Region pointing data
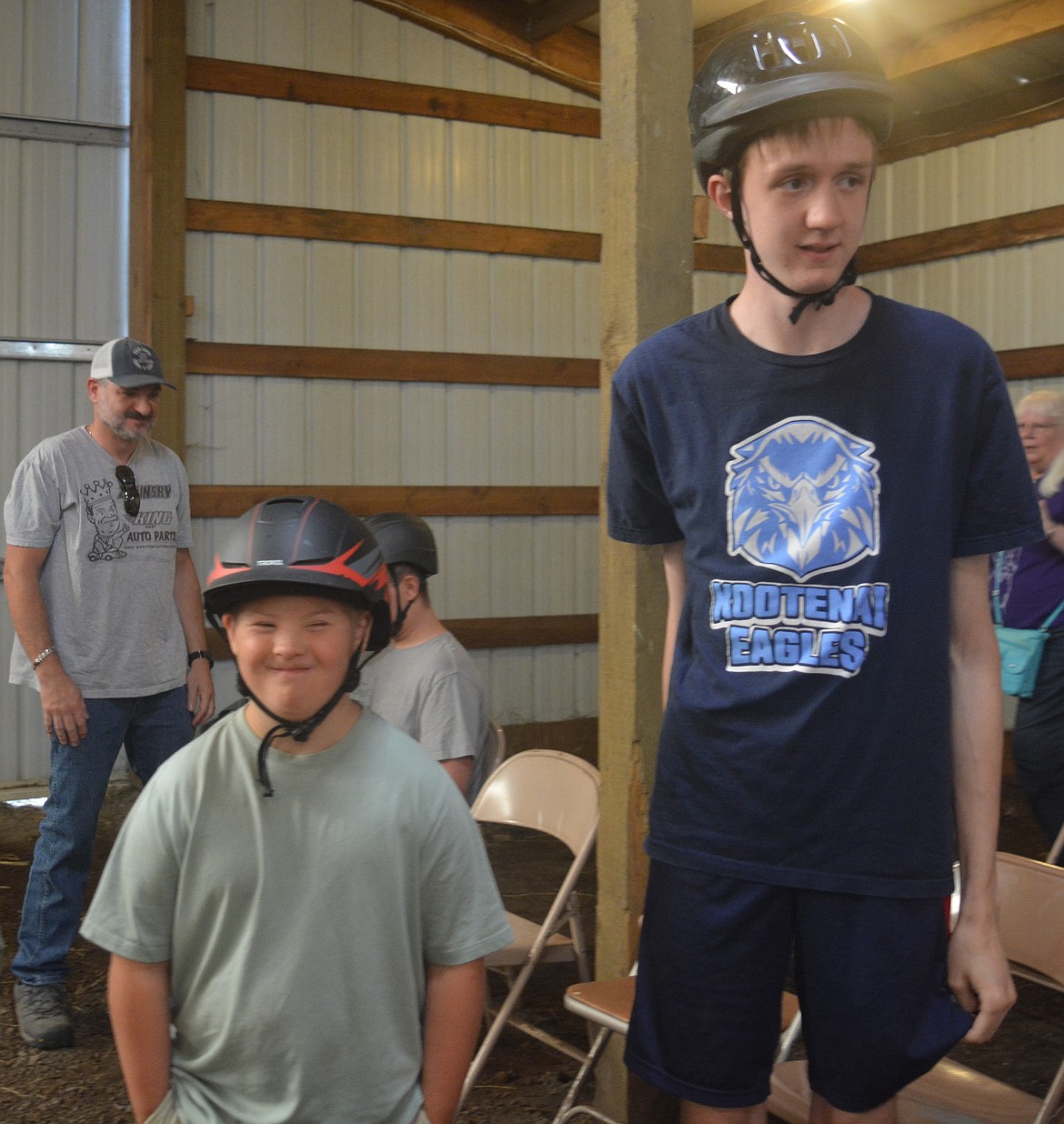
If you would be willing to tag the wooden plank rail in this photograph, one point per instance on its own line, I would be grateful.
(382, 366)
(485, 633)
(222, 501)
(219, 216)
(1033, 362)
(1005, 233)
(254, 80)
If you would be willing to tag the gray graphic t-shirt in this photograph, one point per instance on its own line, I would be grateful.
(108, 581)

* [WORK REQUIRED]
Strip out the images, then output the records above word for word.

* [SOLUTION FOR THIS EXERCISE]
If you would be willing to tag the wooden plank rail in this photograph, one point per instance on its own line, I would be grateful.
(382, 366)
(485, 633)
(222, 501)
(219, 216)
(1033, 362)
(1005, 233)
(254, 80)
If you would be willing to tag the gray graphic t-shirt in this photograph, one point per instance on its own line, I would be grateful.
(108, 581)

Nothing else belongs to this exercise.